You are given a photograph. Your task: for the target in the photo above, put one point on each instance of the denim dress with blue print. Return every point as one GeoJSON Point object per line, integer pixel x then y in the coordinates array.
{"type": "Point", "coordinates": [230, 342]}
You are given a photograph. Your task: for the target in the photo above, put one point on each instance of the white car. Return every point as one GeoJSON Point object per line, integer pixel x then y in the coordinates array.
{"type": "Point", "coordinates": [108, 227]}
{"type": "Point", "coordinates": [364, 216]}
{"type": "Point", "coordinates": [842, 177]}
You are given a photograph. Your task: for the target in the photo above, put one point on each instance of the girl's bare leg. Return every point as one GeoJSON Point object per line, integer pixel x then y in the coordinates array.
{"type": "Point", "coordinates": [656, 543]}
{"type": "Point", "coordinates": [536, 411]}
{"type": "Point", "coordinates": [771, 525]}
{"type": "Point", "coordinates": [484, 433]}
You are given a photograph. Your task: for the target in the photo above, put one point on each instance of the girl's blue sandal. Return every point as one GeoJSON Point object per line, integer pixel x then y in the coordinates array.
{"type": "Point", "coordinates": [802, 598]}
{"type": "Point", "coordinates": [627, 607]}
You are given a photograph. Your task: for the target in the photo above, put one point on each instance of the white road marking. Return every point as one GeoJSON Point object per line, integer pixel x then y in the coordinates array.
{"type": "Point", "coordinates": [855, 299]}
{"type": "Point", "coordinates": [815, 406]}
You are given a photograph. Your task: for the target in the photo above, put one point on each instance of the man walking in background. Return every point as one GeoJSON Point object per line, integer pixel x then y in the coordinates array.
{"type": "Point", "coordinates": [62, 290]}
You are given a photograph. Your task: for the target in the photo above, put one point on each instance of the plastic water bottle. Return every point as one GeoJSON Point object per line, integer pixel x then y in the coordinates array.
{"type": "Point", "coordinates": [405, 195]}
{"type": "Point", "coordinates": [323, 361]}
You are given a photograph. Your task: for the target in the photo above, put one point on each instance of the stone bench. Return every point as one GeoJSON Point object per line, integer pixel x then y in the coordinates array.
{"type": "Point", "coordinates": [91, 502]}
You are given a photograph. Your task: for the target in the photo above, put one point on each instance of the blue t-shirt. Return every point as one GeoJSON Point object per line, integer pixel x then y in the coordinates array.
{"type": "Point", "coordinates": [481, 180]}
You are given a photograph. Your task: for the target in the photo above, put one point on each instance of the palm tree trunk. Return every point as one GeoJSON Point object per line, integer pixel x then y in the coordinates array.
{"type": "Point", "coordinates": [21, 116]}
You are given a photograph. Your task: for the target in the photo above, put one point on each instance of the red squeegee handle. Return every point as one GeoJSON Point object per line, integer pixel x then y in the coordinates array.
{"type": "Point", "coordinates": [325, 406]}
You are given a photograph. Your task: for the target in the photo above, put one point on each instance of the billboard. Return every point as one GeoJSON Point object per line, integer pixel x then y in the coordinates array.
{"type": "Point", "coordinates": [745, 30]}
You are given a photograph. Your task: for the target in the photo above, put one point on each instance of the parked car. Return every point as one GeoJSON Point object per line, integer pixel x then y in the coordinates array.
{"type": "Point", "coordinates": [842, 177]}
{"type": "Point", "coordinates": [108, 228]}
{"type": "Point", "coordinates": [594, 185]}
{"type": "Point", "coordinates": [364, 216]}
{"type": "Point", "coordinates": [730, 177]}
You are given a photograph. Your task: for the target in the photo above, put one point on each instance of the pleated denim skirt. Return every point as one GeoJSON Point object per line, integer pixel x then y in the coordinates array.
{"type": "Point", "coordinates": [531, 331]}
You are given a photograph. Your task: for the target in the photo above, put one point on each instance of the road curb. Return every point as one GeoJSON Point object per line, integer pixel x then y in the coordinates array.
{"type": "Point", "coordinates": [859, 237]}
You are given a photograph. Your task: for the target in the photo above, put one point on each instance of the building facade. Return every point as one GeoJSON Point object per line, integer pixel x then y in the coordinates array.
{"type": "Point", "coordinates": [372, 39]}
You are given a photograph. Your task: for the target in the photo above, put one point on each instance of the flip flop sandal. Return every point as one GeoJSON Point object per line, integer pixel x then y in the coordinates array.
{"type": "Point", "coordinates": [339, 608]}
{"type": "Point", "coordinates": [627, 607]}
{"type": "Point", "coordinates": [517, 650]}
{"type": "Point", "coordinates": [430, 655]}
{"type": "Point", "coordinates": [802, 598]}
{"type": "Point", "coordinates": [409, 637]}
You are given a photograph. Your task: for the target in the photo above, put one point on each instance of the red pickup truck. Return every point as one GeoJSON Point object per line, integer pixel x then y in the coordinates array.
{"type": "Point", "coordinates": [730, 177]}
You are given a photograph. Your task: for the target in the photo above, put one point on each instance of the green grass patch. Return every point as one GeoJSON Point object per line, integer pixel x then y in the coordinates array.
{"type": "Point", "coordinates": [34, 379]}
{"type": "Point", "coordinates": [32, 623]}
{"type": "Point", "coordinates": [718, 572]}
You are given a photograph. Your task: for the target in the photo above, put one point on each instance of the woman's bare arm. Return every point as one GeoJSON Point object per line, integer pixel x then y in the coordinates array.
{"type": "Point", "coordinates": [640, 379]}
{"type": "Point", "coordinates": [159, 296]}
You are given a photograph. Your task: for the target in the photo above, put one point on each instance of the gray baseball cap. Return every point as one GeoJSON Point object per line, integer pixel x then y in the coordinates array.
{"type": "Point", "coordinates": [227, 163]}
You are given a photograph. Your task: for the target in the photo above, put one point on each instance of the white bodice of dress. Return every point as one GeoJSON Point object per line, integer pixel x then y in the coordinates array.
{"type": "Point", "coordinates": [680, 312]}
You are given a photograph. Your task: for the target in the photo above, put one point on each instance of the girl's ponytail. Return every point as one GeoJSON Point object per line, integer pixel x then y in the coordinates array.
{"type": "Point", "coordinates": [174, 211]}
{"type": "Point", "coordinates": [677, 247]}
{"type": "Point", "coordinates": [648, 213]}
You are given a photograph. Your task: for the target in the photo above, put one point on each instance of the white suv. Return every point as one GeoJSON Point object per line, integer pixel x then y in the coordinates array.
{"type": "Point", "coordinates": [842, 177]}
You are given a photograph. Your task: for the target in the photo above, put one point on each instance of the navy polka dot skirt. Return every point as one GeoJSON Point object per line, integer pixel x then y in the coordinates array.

###

- [WHAT NEEDS TO BE DONE]: Output the listing above in full, exactly as written.

- [FINISHED TASK]:
You are given a photograph. Your task: for the target in the photo above, put one point on each instance of the denim dress with blue print. Return every point as one GeoJSON Point object per line, integer pixel x then y in the coordinates array.
{"type": "Point", "coordinates": [230, 342]}
You are given a photograph. Your task: for the target in the photo above, put one point on each instance of the white car. Return every point as one GeoJSON Point object per line, integer pixel x then y in the coordinates array.
{"type": "Point", "coordinates": [108, 227]}
{"type": "Point", "coordinates": [364, 216]}
{"type": "Point", "coordinates": [842, 177]}
You are given a photograph. Your task: for the target in the photo above, put one point on each instance of the girl's bare leg. Return every point as one GeoJSON Point object per line, integer pixel x then y in the coordinates array.
{"type": "Point", "coordinates": [656, 543]}
{"type": "Point", "coordinates": [536, 411]}
{"type": "Point", "coordinates": [771, 525]}
{"type": "Point", "coordinates": [484, 433]}
You are given a photograph. Your task: for the target in the photo above, put one point on each instance of the girl's blue sandal. Return every point as one GeoJSON Point object per line, integer pixel x then y in the coordinates array.
{"type": "Point", "coordinates": [802, 598]}
{"type": "Point", "coordinates": [627, 607]}
You are given a photograph. Your task: for the target in the photo above, put one point on each instance of the white road marking. Return every point as one GeoJSON Point object per line, integer pixel x then y in the coordinates array.
{"type": "Point", "coordinates": [855, 299]}
{"type": "Point", "coordinates": [815, 406]}
You are given a photograph. Your task: for the target in the photo above, put one point on each instance of the man walking in background. Return every point as one GeoJSON Point object per line, integer pixel x then y in the coordinates array.
{"type": "Point", "coordinates": [62, 290]}
You are given a photograph. Your task: for the target in the photo above, put one point on each instance of the plastic water bottle. Return every point as one GeoJSON Point object per line, integer pixel x then y in the coordinates array.
{"type": "Point", "coordinates": [405, 195]}
{"type": "Point", "coordinates": [323, 361]}
You are given a photograph. Your task: for the target in the photo above, put one point on each instance of the stone bench. Return every point as one GeoJSON Point object per line, integer pixel x then y in the coordinates array.
{"type": "Point", "coordinates": [91, 502]}
You are given a photograph. Your task: for the target in the photo above, put one point on each instance of the blue t-shirt. Return every point as one GeoJSON Point object per line, integer pixel x then y in the coordinates array.
{"type": "Point", "coordinates": [481, 180]}
You are given a photograph. Your task: for the target in the photo above, put one point on each instance of the palm tree trunk. Return every point as one GeoJSON Point object per line, integer pixel x then y in the coordinates array.
{"type": "Point", "coordinates": [21, 116]}
You are given a photograph. Your task: for the target in the photo above, put one point on each instance of the red squeegee handle. Return every point as one GeoJSON Point object per line, integer pixel x then y in the coordinates array.
{"type": "Point", "coordinates": [325, 406]}
You are given a photograph. Your task: for the target in the photo above, put one point on each instance of the billboard. Return every point as one GeoJSON Point object per line, integer pixel x then y in the coordinates array.
{"type": "Point", "coordinates": [745, 30]}
You are given a photograph. Your task: for the target in the photo above, put one point on each instance of the parked car. Return every point as one GeoJSON Point object per line, integer pixel x then y in the coordinates array.
{"type": "Point", "coordinates": [842, 177]}
{"type": "Point", "coordinates": [108, 228]}
{"type": "Point", "coordinates": [594, 185]}
{"type": "Point", "coordinates": [364, 216]}
{"type": "Point", "coordinates": [730, 177]}
You are given a photograph. Your task: for the target in the photo above, put one point on each instance of the pleated denim skirt. Return every point as one GeoJSON Point object per line, integer pixel x then y in the coordinates array.
{"type": "Point", "coordinates": [531, 331]}
You are given a photograph. Your task: for the target in the photo above, put one point on each instance of the road curb. Return every point as one GeoJSON Point object per line, integer pixel x then y in the coordinates array.
{"type": "Point", "coordinates": [859, 237]}
You are given a photograph. Your task: for the target in the photo above, put one point on each instance of the building facade. Return every point as one GeoJSON Point object per line, integer pixel x then y in the coordinates array.
{"type": "Point", "coordinates": [372, 39]}
You are given a photograph. Your task: for the target in the photo above, put one point on each instance of the flip flop sandal. Return every point as one GeoJSON Point object per line, integer pixel x then y in the coordinates array.
{"type": "Point", "coordinates": [339, 608]}
{"type": "Point", "coordinates": [627, 607]}
{"type": "Point", "coordinates": [517, 650]}
{"type": "Point", "coordinates": [430, 655]}
{"type": "Point", "coordinates": [802, 598]}
{"type": "Point", "coordinates": [409, 637]}
You are given a photograph. Your task: for the target in the photo above, put one point on each instance of the red pickup truck. Return every point as one GeoJSON Point object per line, integer pixel x then y in the coordinates array.
{"type": "Point", "coordinates": [730, 177]}
You are given a photograph. Your task: for the target in the photo above, put one point on each instance of the green grass patch. Return every point as one GeoJSON Point object per line, integer pixel x then y in the coordinates array.
{"type": "Point", "coordinates": [34, 379]}
{"type": "Point", "coordinates": [32, 623]}
{"type": "Point", "coordinates": [718, 572]}
You are given a photograph. Your task: for the target in the photo above, put one point on each instance of the woman's bare arm. Return every point as one GeoJSON Point object per line, integer pixel x then y in the coordinates array.
{"type": "Point", "coordinates": [640, 379]}
{"type": "Point", "coordinates": [159, 296]}
You are given a photograph. Your task: for the target in the photo above, put one point on each instance of the gray baseball cap. Return every point as one GeoJSON Point object per line, integer pixel x then y in the coordinates array.
{"type": "Point", "coordinates": [227, 163]}
You are given a photograph. Your task: for the target in the photo above, put one point on each instance of the white bodice of dress. Return every point as one GeoJSON Point object per line, integer pixel x then y in the coordinates array.
{"type": "Point", "coordinates": [680, 312]}
You are given a photograph. Your task: for the target in the photo above, put one point on each instance of the girl's ponytail. Return every point as one GeoJSON Point object per line, integer pixel x then y in the coordinates array.
{"type": "Point", "coordinates": [174, 211]}
{"type": "Point", "coordinates": [677, 247]}
{"type": "Point", "coordinates": [648, 213]}
You are given a photograph. Your task: for the target in the photo above, put one point on each instance of the white suv. Return every point as one GeoJSON Point object per line, integer pixel x then y in the coordinates array.
{"type": "Point", "coordinates": [842, 177]}
You are given a photograph. Your task: for the target in the photo above, put one point on each instance of the navy polka dot skirt. Return every point as one GeoJSON Point object per line, integer pixel x then y in the coordinates array.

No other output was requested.